Records for the exercise>
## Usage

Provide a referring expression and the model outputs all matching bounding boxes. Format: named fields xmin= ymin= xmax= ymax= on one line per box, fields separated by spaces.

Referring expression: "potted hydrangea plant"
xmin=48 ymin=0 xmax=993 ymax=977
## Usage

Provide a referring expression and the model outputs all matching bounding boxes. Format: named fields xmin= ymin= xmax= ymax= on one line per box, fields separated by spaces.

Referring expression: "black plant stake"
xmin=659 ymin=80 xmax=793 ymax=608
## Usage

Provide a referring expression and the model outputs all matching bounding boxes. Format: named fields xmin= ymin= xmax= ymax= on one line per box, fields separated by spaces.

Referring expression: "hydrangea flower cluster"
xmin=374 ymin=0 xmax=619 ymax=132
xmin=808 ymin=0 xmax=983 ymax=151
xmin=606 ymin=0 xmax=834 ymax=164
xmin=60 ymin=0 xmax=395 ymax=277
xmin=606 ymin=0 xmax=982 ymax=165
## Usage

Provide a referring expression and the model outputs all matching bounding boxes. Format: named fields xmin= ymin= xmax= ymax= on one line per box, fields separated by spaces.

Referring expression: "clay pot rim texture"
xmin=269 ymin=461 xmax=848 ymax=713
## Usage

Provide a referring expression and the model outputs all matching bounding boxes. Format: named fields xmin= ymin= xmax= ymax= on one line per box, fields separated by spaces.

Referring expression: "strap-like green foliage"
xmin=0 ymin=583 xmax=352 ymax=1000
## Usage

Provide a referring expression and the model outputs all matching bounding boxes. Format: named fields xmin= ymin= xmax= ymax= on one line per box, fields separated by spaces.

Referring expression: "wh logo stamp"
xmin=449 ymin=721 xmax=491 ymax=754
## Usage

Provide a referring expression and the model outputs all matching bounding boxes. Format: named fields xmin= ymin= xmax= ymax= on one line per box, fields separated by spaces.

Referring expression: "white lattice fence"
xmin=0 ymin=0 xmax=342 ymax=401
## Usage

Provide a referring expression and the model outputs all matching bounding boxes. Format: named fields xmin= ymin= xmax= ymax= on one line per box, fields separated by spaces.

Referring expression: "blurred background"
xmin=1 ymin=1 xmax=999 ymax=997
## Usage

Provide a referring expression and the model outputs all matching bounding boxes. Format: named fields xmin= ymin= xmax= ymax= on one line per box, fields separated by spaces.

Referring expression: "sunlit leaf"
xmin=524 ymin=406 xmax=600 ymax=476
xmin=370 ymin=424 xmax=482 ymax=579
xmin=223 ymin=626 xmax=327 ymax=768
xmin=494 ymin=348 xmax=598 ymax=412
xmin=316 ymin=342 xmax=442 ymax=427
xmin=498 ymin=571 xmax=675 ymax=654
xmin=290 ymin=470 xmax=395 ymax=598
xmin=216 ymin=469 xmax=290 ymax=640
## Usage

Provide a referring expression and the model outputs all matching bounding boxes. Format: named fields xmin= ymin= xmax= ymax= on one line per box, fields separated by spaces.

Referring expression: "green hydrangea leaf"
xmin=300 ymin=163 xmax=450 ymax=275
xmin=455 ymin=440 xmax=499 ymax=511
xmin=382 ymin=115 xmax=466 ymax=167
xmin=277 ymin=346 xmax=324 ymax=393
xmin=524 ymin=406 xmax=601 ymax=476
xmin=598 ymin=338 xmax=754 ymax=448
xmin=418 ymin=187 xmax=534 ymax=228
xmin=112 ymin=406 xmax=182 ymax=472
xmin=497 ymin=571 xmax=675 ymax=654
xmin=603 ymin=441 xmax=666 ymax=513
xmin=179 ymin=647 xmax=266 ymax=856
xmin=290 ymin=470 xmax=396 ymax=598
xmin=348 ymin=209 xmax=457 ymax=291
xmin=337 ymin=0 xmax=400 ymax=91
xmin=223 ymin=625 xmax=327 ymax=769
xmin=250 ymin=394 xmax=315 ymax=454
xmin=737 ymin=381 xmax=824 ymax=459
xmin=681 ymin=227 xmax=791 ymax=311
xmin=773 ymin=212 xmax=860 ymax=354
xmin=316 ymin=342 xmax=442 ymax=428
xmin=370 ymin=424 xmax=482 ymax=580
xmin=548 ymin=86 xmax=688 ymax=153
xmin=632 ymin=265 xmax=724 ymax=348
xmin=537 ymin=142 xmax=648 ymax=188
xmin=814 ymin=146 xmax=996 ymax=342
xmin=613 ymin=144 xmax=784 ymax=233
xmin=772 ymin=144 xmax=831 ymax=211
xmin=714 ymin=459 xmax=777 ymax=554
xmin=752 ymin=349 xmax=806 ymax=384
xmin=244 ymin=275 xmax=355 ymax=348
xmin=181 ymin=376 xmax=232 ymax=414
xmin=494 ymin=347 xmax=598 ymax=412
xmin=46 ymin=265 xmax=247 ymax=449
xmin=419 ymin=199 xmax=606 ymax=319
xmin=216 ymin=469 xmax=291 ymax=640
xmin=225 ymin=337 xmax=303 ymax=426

Action item> The data above should be reproduced in full, word for word.

Answer box>
## Usage

Provide a referring expression and the model outputs all matching bounding boxes. Format: named fields xmin= ymin= xmax= ymax= on one line per box, fields separated by spaces.

Referring expression: "potted hydrangea plant"
xmin=48 ymin=0 xmax=993 ymax=977
## Usage

Provide a referring expression and the model outputs all matching bounding boxes. Format: named fields xmin= ymin= xmax= ymax= on one line per box, fields separated by spaces.

Referring expression: "black plant stake"
xmin=659 ymin=80 xmax=793 ymax=608
## Usage

Provide a referring expression and the model outputs all matching bounding boxes. Format: named fields xmin= ymin= xmax= ymax= on one line per box, fields separated by spaces.

Referring expression: "hydrangea flower cluster"
xmin=374 ymin=0 xmax=619 ymax=132
xmin=808 ymin=0 xmax=983 ymax=151
xmin=606 ymin=0 xmax=834 ymax=164
xmin=60 ymin=0 xmax=395 ymax=277
xmin=606 ymin=0 xmax=982 ymax=165
## Usage

Provide a referring expression and the model outputs all matching bounding boxes. Format: named fields xmin= ymin= xmax= ymax= on one line per box, fields separated by spaces.

Referring expression: "clay pot rim texture"
xmin=269 ymin=461 xmax=848 ymax=713
## Usage

Provide a referring expression and the model outputs all matching bounding boxes. Format: named fields xmin= ymin= xmax= ymax= on one line per box, fields separated by spaces.

Referring expression: "strap-like green foliage"
xmin=0 ymin=583 xmax=352 ymax=1000
## Usage

Provide a referring expression and the model outputs all matching bounding boxes. Format: named fields xmin= ymin= xmax= ymax= on one line per box, fields separated by spaces.

Referring expression: "wh logo stamp"
xmin=449 ymin=721 xmax=491 ymax=754
## Usage

Provide a referring expression and the model outputs all matching bounding boxes. Format: named fields xmin= ymin= xmax= ymax= on one line per box, fields separated by spaces.

Referring expression: "white lattice fence"
xmin=0 ymin=0 xmax=342 ymax=401
## Usage

Provide a referring expression and the model outputs all matching bounding boxes. Format: named fields xmin= ymin= xmax= ymax= on one line per box, fields separated by spaces.

Referring expression: "blurred background"
xmin=1 ymin=1 xmax=999 ymax=997
## Usage

Provide a referring expression and the model outputs all matching bounding boxes. Format: named fields xmin= ymin= xmax= ymax= on one line per box, fields separated by spaces.

Referring expression: "sunlit leaf"
xmin=524 ymin=406 xmax=600 ymax=476
xmin=370 ymin=424 xmax=482 ymax=579
xmin=223 ymin=626 xmax=327 ymax=768
xmin=494 ymin=348 xmax=598 ymax=412
xmin=316 ymin=342 xmax=442 ymax=427
xmin=498 ymin=571 xmax=675 ymax=654
xmin=290 ymin=470 xmax=395 ymax=598
xmin=216 ymin=469 xmax=290 ymax=640
## Usage

Provide a referring expression and the model outputs all matching bounding boxes. Format: named fields xmin= ymin= xmax= ymax= on one line per box, fields separated by spaces.

Referring expression: "green hydrangea leaf"
xmin=300 ymin=163 xmax=450 ymax=275
xmin=455 ymin=440 xmax=499 ymax=511
xmin=382 ymin=115 xmax=466 ymax=167
xmin=277 ymin=346 xmax=324 ymax=393
xmin=524 ymin=406 xmax=601 ymax=476
xmin=598 ymin=338 xmax=754 ymax=448
xmin=418 ymin=187 xmax=534 ymax=228
xmin=112 ymin=406 xmax=182 ymax=472
xmin=497 ymin=571 xmax=675 ymax=654
xmin=603 ymin=441 xmax=666 ymax=513
xmin=179 ymin=647 xmax=266 ymax=856
xmin=290 ymin=470 xmax=396 ymax=598
xmin=348 ymin=209 xmax=457 ymax=291
xmin=337 ymin=0 xmax=400 ymax=91
xmin=223 ymin=625 xmax=327 ymax=769
xmin=250 ymin=394 xmax=315 ymax=454
xmin=737 ymin=381 xmax=824 ymax=459
xmin=681 ymin=227 xmax=791 ymax=311
xmin=773 ymin=212 xmax=860 ymax=354
xmin=316 ymin=342 xmax=442 ymax=428
xmin=370 ymin=424 xmax=482 ymax=580
xmin=548 ymin=86 xmax=688 ymax=153
xmin=632 ymin=265 xmax=724 ymax=348
xmin=537 ymin=142 xmax=648 ymax=188
xmin=814 ymin=146 xmax=996 ymax=342
xmin=613 ymin=144 xmax=784 ymax=233
xmin=772 ymin=144 xmax=831 ymax=211
xmin=714 ymin=459 xmax=777 ymax=554
xmin=752 ymin=349 xmax=806 ymax=384
xmin=244 ymin=275 xmax=355 ymax=348
xmin=181 ymin=376 xmax=232 ymax=414
xmin=494 ymin=347 xmax=598 ymax=412
xmin=46 ymin=265 xmax=247 ymax=449
xmin=419 ymin=199 xmax=606 ymax=319
xmin=216 ymin=469 xmax=291 ymax=640
xmin=225 ymin=337 xmax=303 ymax=426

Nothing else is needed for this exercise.